-------- PASSAGE TO READ

In the world of criminal-justice reform, because there are so many different participants and levels of government involved in how the system operates, reformers must keep available a full tool chest of possible approaches, selecting each one to accomplish a particular task in a given situation.
 |
| Nueces County DA Mark Gonzalez |
For example, if you want to eliminate money bail, maybe litigation is the only option. OTOH, if one wants to close prisons, that must be done through the Legislature, and in particular the House Appropriations and Senate Finance Committees. Want to oppose local jail expansion? You'll need to lobby the county commissioners court. Or if one wants fewer people shot by police, the policies governing use of force are controlled by unelected administrators at local departments, with only indirect input from city managers or city councils. Each of these issues requires reformers to adopt a tailored approach if they hope to succeed; there's no one tactic which will transform the entire process.
Lately, it has become fashionable to claim that prosecutors are primarily or at least disproportionately to blame for mass incarceration, a view to which Grits only partially subscribes. But the principle champions of this critique have not developed viable visions for how prosecutors' offices might operate in the alternative. And so, the go-to move in the near term has been to run "reformer" DA candidates against incumbents, hoping a change at the top will trickle down throughout the agency.
However, using the electoral process to oust a DA is an expensive and difficult tool to employ among the array of possible options, and in many cases it may have limited practical utility. In some cases it can easily backfire. How can one tell if it's worth it?
Indeed, is it worth it at all? In a post responding to
Josie Duffy Rice titled "'
The Myth of the Progressive Prosecutor,'" Grits recently argued that, "Any differences between electeds play out at the margins of just a handful of individual cases. But the overarching structure and purpose of the institution inevitably remains undisturbed. Even when DAs
take a progressive step, there are almost always pragmatic, internal reasons for it."
That flies in the face of expectations of reform supporters who back DA challenger candidates. Rice's colleague, Carimah Townes, recently
examined the brief tenure of Nueces County DA Mark Gonzalez through the lens of a Disappointed Reformer, but it's unclear what exactly he was expected to do which would have pleased his critics.
Sure, Gonzalez could simply stop taking drug cases or use his discretion more radically to reduce local jail populations and prison commitments.
But to expect him to do so is to expect things he never promised during his campaign.

----------------

◆ **AIM**
Pick up the piece on prosecutors and criminal-justice reform right after its last sentence and keep writing it.

-------- RAW DATA

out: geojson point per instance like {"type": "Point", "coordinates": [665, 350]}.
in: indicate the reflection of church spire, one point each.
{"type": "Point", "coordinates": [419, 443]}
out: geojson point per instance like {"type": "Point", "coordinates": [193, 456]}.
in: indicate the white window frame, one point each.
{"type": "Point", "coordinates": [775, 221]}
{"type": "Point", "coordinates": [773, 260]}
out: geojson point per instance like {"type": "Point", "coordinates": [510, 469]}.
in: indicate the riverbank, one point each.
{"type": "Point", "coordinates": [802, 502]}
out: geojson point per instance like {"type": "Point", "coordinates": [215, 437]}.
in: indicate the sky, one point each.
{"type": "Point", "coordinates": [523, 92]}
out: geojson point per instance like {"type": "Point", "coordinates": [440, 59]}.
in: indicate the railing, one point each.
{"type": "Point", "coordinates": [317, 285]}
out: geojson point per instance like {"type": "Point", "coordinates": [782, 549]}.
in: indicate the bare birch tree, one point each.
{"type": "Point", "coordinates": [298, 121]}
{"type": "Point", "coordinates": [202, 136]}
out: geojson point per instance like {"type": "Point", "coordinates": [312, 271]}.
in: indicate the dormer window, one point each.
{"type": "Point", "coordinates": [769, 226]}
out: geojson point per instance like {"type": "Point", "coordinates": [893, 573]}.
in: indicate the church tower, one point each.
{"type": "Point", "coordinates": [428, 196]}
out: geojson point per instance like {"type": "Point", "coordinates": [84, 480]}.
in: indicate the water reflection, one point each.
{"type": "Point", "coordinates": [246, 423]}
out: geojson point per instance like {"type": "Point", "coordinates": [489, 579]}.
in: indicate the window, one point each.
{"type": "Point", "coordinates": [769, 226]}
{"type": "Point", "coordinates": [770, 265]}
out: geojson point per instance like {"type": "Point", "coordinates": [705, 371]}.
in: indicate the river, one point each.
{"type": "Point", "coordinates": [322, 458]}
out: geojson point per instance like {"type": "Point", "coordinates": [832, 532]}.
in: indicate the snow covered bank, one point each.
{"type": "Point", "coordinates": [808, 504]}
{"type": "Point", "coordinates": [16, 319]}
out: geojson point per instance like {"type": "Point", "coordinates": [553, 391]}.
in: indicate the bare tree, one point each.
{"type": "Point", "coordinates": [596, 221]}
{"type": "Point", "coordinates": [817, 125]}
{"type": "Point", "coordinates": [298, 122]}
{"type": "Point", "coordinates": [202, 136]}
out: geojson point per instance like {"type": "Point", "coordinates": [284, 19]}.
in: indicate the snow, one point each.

----------------

◆ **TASK OUTPUT**
Which brings us to what he
did campaign on, and what reformers may reasonably expect from successful electoral strategies, particularly in the South. (Caveat: The new DA in Philadelphia appears to have a more visionary agenda, and I'm interested to see how he fares and exactly what he does differently from his predecessors. But none of our "reformer" Texas DAs promised anything close to his
campaign platform.)
During the election, Gonzalez touted his own background as a proud defense attorney and Mexican-American motorcycle enthusiast. In addition, the remarkable "Not Guilty" tattoo across his chest gave voters an impression he would approach the job with a different sensibility. But the job is the job, as
Grits argued in response to Ms. Rice's
column. As long as decisions are being made within traditional frameworks - just by different lawyers - mostly the same outcomes will be reached, with a few differences at the margins whose importance will be magnified by the media beyond their real weight.
So why would one bother with an electoral strategy if that's the best outcome that can be expected? Generally, it's because the incumbent is so zealously "tough on crime" that it clouds their judgment and perspective. That was the case with Gonzalez's predecessor Mark Skurka. It was the case with the predecessors of Craig Watkins in Dallas and Nico Lahood in San Antonio (though both of those men later turned out to present their own problems). The ouster of John Bradley in Williamson County had important ripple effects throughout the state, even though his replacement turned out to be no great shakes and lost when she ran for re-election.
Kim Ogg in Houston is the exception to the only-a-bad-prosecutor trend. Her predecessor Devon Anderson was, relatively speaking, a reformer-Republican, though not as outspoken as Ogg. Her ouster resulted primarily from a partisan sweep that also saw all the judicial races flip and Hillary Clinton carry the county.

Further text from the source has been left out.